What you will do:
Retype every record exactly. Skip the images.

[Information shown Boundary: Start]

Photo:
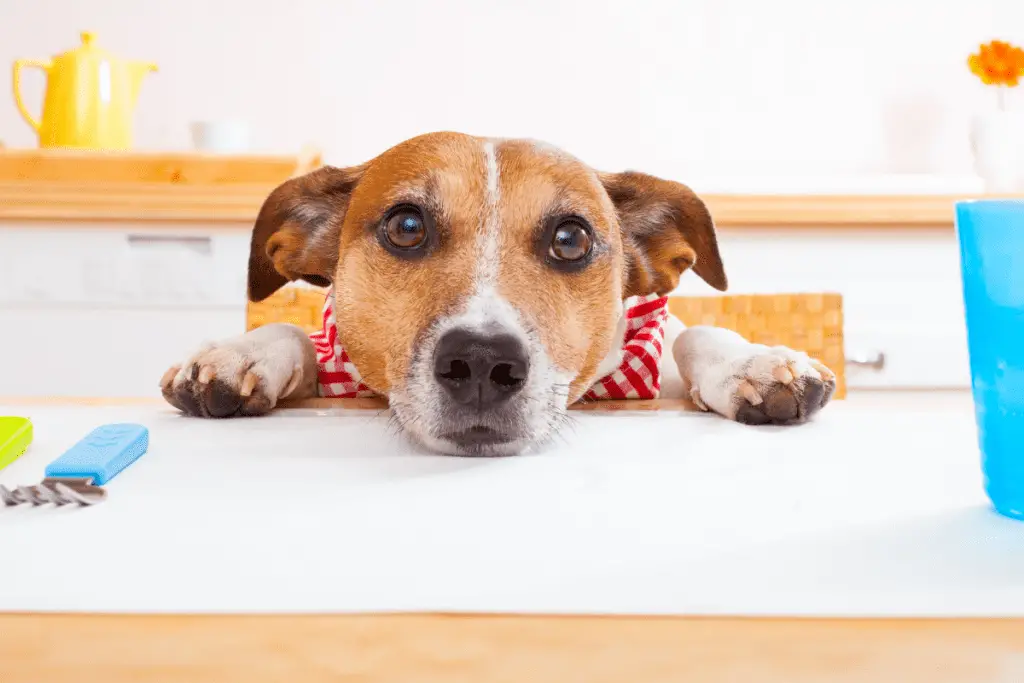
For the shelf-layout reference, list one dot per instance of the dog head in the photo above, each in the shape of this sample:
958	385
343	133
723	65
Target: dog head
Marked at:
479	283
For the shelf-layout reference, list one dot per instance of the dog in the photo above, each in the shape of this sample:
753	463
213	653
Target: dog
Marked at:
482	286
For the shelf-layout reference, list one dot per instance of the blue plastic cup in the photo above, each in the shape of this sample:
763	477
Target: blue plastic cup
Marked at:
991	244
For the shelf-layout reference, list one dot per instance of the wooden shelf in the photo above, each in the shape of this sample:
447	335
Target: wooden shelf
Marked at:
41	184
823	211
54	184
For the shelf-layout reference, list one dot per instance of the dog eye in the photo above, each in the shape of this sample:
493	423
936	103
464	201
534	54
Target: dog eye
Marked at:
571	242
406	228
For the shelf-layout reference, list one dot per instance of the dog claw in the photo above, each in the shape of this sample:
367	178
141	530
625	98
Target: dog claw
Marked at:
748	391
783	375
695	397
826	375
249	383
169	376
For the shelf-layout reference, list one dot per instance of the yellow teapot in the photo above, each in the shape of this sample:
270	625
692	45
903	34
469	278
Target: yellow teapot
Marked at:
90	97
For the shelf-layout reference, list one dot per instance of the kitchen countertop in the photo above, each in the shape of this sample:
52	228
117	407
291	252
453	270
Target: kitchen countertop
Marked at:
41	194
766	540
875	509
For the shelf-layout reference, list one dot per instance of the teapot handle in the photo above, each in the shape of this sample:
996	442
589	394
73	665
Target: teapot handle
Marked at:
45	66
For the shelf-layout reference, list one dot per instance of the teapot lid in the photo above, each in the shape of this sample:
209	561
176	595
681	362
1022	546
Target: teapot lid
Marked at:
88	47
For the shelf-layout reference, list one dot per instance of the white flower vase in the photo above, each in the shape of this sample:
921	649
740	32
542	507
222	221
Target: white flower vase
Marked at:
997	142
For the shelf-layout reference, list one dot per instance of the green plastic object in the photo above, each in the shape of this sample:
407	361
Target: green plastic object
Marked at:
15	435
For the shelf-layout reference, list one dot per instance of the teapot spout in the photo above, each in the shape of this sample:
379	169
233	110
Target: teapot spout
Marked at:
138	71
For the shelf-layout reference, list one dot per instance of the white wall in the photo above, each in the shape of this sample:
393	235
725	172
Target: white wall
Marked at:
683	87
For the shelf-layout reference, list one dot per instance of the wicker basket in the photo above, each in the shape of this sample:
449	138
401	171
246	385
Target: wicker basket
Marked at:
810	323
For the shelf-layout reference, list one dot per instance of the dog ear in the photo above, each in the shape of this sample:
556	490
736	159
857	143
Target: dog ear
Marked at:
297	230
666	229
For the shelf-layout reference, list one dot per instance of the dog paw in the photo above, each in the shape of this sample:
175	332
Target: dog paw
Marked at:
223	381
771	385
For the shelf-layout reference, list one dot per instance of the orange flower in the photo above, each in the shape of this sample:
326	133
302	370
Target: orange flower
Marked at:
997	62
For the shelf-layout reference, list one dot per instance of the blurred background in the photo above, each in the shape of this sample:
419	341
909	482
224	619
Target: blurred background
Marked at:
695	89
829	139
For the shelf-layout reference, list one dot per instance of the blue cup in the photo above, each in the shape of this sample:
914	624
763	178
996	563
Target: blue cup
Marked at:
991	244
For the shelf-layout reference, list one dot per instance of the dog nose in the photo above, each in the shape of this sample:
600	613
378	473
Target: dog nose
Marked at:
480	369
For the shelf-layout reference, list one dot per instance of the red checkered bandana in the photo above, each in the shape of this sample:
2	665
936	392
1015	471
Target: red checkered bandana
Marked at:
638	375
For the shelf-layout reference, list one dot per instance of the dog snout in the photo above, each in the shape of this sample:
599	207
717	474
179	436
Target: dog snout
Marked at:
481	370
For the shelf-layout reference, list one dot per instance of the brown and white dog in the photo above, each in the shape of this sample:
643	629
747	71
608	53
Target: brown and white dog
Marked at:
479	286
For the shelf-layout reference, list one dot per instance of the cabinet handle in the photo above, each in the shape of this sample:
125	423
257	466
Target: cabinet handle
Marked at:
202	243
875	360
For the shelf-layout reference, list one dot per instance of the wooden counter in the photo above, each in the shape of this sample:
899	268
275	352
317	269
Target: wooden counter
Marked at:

[Information shown Boundary: End]

Solution to the problem:
Photo:
For the shelf-layout reference, list one dot per instance of the dog head in the photo above, each in the shape of this sample:
958	385
343	133
723	65
Target: dog head
Marked at:
479	283
For the shelf-layout reference, list one dot per instance of the dog in the photo above, each in the shape of this sample:
753	463
213	653
Target: dog
Marked at:
482	286
For the shelf-layout reference, list one dot per instance of the blue plastic cup in the photo above, each in the shape of this sample:
763	477
Target: blue plastic cup
Marked at:
991	244
For the shelf-layout reference, list one dot per instance of the wooden shelf in the photo above, each in the shape of this sample:
447	335
Target: wooden shelf
Marked at:
41	184
823	211
54	184
For the shelf-layout reference, list one dot per instance of the dog eye in the photo above, each in the shape of this sample:
493	423
936	103
464	201
534	54
Target: dog eye
Marked at:
571	242
406	228
For the shelf-layout reference, list one dot per instance of the dog claw in the photo above, each in the shape of this sample:
367	178
141	530
625	98
Target: dog claw
Marked at:
748	391
783	375
695	397
826	375
249	383
169	376
For the shelf-layout reference, list one dot per instance of the yellow teapot in the photo above, each in the shape of this sample:
270	625
692	45
903	34
469	278
Target: yellow teapot
Marked at:
90	97
For the shelf-layout reference, list one dot per instance of the kitchen countertop in the photo above, each in the shape of this sample:
52	228
117	407
291	252
453	270
Target: kitchen countertop
Marked at:
41	194
766	540
875	509
For the shelf-layout reference, list one dot per instance of the teapot handle in the photo above, each in the shape of this sample:
996	442
589	394
73	665
Target: teapot handle
Marked at:
45	66
For the shelf-layout reference, list one dot per instance of the teapot lid in the photo above, each in the shape of this sample:
209	561
176	595
681	362
1022	546
Target: teapot lid
Marked at:
88	47
For the shelf-layout reference, list one dot per instance of the white flower vase in the photo above, each in the shape of this sample:
921	649
740	32
542	507
222	221
Target: white flower vase
Marked at:
997	142
For the shelf-layout reference, list one dot per instance of the green plastic object in the photo above, each in the shape of this sample:
407	361
Target: green plastic object
Marked at:
15	435
For the shelf-layout reference, list one dot per instance of the teapot spout in the photo above, each in the shape of this sample:
379	169
233	110
Target: teapot spout
Marked at:
138	71
For the shelf-layout reference, list one dot per instance of the white wall in the photo above, each in the shape of this sample:
393	235
725	172
Target: white wall
Marked at:
683	87
For the shelf-layout reference, list one dot per instance of the wicker basket in the photo above, each in the shape of this sample:
449	138
401	171
246	385
Target: wicker basket
Marked at:
810	323
For the shelf-layout reference, list one dot per instance of the dog ear in the photo above, each in the shape of this sample:
556	490
736	159
857	143
Target: dog ear
Marked at:
297	230
666	229
For the shelf-layout reference, list one dot per instance of the dog paw in the photo above, each in the shape of this sample:
175	332
Target: dog paw
Marked at:
223	381
771	385
For the shelf-layout reference, list one dot per instance of the orange flower in the photo above, each in the shape of this sample:
326	133
302	370
Target: orange flower
Marked at:
997	62
For the shelf-layout reference, list one dot per instance of the blurred background in the photo above, each in the shape of this sample:
419	341
909	482
224	619
Target: blurred background
Marked at:
695	89
829	139
For the shelf-layout reference, list one dot per instance of the blue cup in the photo above, each in the shape of this sample:
914	624
763	178
996	563
Target: blue cup
Marked at:
991	244
For the shelf-layout reference, list one dot per instance of the dog nose in the photo above, each in the shape of this sample:
600	613
378	473
Target: dog nose
Marked at:
480	369
For the shelf-layout reference, list one dot per instance of the red checkered bandana in the photo above, each in the shape of this sample:
2	665
936	392
1015	471
Target: red checkered bandana
Marked at:
638	375
For the shelf-layout reference, list one dot per instance of the dog snout in the photo above, each in the shape of this sample:
599	207
717	474
179	436
Target: dog snout
Marked at:
481	370
For the shelf-layout reference, list one dot per instance of the brown and white dog in the photo above, each in the shape of this sample:
643	629
747	71
608	53
Target: brown and white dog
Marked at:
479	286
For the shelf-layout reference, list one dot per instance of the cabinet handle in the photo above, each in the shape of this sample:
125	423
257	466
Target: cabinet handle
Marked at:
202	243
875	360
For the shelf-layout reference, list one dot per instance of the wooden counter in the photo above, each in the shape of this sample:
899	268
275	352
317	269
Target: wooden counter
Marked at:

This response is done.